Feelings around OpenStreetCam?

Just wondering , what is the current state of community relations with Telenav vis-a-vis OpenStreetCam? My contributions to OSM have been fairly meagre since I signed up 5 years ago so I am not really very “in the know”.

I am very keen on the idea of crowd-sourcing topographic data from dashcam imagery but I am also very much of the Steve Coast/Richard Stallman/Aaron Swartz school of thought when it comes to the accessibility of information. I only just found out about the OpenStreetCam project and it concerns me somewhat that the public repo for the website appears to be out of date (https://github.com/openstreetcam/openstreetview.org/issues/116). Similarly, the idea that Telenav are running a private code repository seems to be concerning a couple of people in the GitHub issues.

–edit: accidentally hit enter on the above and it entered the moderation queue–

A particular concern of mine is also around the availability of the data en mass. At the moment, if I understand correctly, uploaded data goes to Telenav’s servers and can only be downloaded on an individual basis. Has the OSM community investigated or expressed any desire in setting up a mirror or some sort of decentralised storage system for uploaded imagery? If not, is there enough interest in the project at this stage to look at something like that?

> **DIRECTION**: Reproduce the entire forum post about OpenStreetCam word for word. The records that follow are not required for this task.

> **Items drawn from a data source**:
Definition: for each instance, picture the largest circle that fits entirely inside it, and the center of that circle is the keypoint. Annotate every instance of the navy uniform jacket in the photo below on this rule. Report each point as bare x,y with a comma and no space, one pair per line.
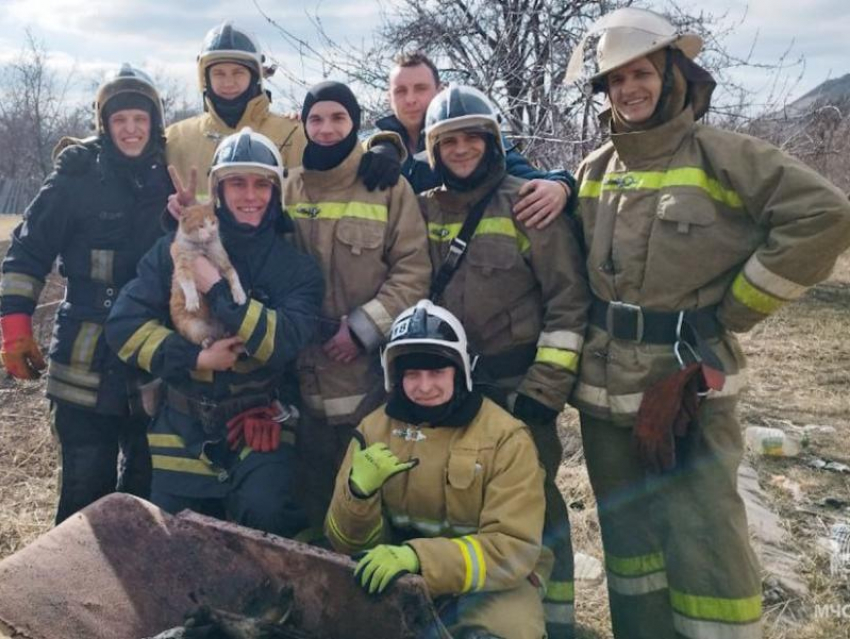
422,178
285,292
98,222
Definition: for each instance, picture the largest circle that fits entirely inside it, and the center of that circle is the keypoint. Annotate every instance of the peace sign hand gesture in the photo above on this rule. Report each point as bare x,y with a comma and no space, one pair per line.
184,195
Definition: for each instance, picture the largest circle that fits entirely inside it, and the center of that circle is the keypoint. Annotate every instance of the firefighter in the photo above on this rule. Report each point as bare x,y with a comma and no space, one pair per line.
444,483
221,444
692,234
414,81
520,293
373,253
230,74
98,222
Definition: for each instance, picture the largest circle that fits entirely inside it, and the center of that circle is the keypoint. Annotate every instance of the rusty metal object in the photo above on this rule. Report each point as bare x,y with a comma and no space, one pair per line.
122,568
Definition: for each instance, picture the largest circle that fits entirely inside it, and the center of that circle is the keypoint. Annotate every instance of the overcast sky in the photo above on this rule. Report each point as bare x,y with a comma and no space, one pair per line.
163,36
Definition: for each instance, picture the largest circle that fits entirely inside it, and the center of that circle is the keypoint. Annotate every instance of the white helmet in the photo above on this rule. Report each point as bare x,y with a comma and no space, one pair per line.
426,328
459,107
626,35
226,43
246,152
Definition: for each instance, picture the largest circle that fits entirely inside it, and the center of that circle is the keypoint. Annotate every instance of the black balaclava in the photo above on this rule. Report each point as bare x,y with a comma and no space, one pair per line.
491,163
460,410
231,110
121,102
324,158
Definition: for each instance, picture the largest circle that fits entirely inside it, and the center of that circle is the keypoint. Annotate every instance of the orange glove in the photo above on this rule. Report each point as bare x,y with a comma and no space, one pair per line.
667,413
20,354
257,427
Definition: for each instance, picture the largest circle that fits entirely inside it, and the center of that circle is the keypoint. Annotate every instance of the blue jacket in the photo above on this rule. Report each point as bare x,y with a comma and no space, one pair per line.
422,177
285,292
98,222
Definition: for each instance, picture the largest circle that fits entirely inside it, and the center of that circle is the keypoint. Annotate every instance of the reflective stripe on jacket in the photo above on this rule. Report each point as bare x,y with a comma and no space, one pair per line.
688,216
472,509
516,286
372,249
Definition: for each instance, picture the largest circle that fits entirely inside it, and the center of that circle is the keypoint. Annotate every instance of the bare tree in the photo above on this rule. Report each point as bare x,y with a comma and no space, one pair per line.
34,114
517,52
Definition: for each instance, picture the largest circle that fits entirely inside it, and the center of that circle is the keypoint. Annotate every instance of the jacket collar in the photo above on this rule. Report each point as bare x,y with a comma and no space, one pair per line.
461,202
646,147
256,111
342,176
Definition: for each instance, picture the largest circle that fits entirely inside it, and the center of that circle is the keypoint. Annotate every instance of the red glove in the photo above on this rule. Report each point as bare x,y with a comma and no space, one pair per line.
668,411
20,354
258,428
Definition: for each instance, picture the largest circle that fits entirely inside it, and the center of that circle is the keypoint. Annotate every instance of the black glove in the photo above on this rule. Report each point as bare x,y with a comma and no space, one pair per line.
533,412
74,160
380,166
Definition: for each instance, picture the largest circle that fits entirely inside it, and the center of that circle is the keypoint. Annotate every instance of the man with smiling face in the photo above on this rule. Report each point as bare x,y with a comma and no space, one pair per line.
217,441
373,251
415,81
98,222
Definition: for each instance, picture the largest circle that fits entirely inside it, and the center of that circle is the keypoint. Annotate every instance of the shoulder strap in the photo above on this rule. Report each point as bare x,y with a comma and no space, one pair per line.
458,246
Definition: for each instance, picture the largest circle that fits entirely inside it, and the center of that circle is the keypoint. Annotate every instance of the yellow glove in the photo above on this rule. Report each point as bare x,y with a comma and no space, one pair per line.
382,565
371,467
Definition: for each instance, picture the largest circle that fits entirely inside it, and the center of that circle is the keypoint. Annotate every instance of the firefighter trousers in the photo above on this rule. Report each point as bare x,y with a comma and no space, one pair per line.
559,602
513,614
263,496
100,454
677,553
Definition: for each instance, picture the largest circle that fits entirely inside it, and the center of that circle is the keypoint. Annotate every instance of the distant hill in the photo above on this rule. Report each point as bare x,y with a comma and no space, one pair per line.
834,91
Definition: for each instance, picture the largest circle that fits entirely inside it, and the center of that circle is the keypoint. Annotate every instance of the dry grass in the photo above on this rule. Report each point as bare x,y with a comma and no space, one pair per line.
800,373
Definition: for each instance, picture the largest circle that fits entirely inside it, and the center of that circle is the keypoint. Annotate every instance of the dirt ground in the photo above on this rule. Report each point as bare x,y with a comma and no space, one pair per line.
799,365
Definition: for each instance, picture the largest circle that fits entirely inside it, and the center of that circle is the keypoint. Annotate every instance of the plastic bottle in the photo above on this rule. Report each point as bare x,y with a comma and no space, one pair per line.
772,442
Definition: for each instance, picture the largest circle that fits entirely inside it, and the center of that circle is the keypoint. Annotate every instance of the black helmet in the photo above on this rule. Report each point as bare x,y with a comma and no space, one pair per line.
429,329
459,107
226,43
128,79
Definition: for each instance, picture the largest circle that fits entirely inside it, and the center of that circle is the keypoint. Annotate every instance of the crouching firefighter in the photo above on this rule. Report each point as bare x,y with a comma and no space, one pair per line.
220,442
521,294
692,233
98,221
442,482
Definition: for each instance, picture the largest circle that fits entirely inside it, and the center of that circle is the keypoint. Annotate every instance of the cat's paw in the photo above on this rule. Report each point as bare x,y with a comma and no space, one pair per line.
193,303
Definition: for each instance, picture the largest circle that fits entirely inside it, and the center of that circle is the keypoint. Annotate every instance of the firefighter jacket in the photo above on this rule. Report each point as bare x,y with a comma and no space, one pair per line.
517,289
686,216
284,289
192,142
472,509
373,252
99,223
422,177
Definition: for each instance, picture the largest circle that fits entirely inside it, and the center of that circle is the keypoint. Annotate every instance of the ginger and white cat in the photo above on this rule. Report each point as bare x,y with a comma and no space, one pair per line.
197,235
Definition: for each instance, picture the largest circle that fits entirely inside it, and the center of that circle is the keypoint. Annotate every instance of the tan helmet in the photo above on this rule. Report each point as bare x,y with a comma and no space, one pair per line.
226,43
626,35
459,107
127,79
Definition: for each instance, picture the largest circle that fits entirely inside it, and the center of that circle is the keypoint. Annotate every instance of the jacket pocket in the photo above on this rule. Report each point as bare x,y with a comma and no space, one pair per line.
359,235
464,490
685,211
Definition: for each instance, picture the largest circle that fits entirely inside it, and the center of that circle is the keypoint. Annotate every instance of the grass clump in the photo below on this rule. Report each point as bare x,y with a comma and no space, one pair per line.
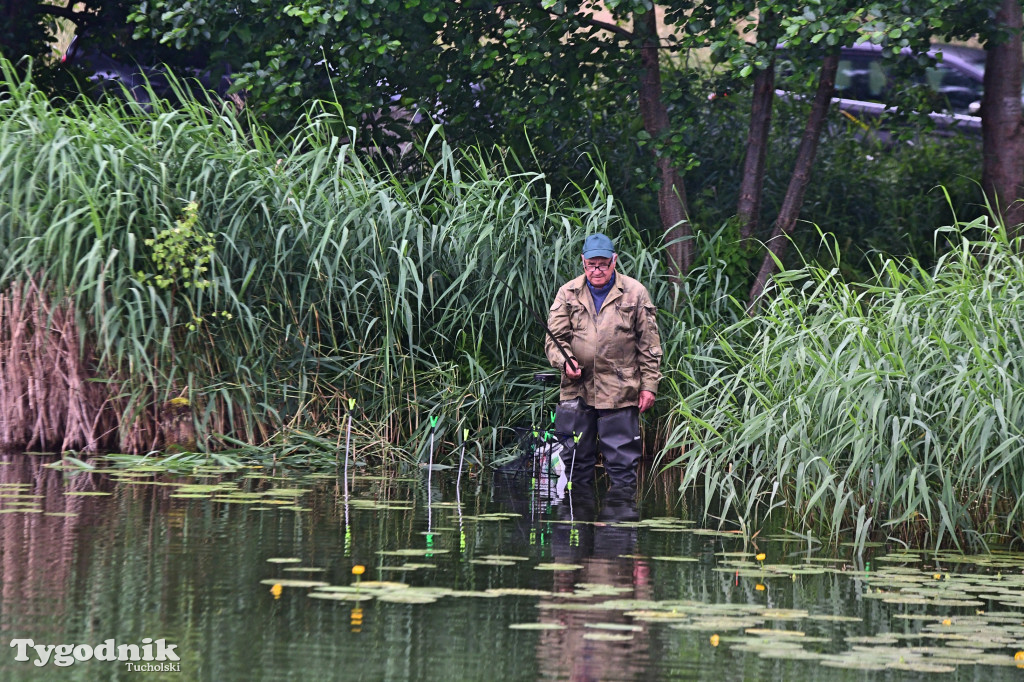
269,282
889,410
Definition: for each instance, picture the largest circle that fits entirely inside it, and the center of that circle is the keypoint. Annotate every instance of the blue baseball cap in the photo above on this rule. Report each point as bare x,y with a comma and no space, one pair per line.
598,246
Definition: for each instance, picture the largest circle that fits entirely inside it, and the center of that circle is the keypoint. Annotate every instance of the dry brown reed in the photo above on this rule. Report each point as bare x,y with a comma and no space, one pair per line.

> **REPLY TO THE EXERCISE**:
Feelings around OpenStreetCam?

Just wondering , what is the current state of community relations with Telenav vis-a-vis OpenStreetCam? My contributions to OSM have been fairly meagre since I signed up 5 years ago so I am not really very “in the know”.

I am very keen on the idea of crowd-sourcing topographic data from dashcam imagery but I am also very much of the Steve Coast/Richard Stallman/Aaron Swartz school of thought when it comes to the accessibility of information. I only just found out about the OpenStreetCam project and it concerns me somewhat that the public repo for the website appears to be out of date (https://github.com/openstreetcam/openstreetview.org/issues/116). Similarly, the idea that Telenav are running a private code repository seems to be concerning a couple of people in the GitHub issues.

–edit: accidentally hit enter on the above and it entered the moderation queue–

A particular concern of mine is also around the availability of the data en mass. At the moment, if I understand correctly, uploaded data goes to Telenav’s servers and can only be downloaded on an individual basis. Has the OSM community investigated or expressed any desire in setting up a mirror or some sort of decentralised storage system for uploaded imagery? If not, is there enough interest in the project at this stage to look at something like that?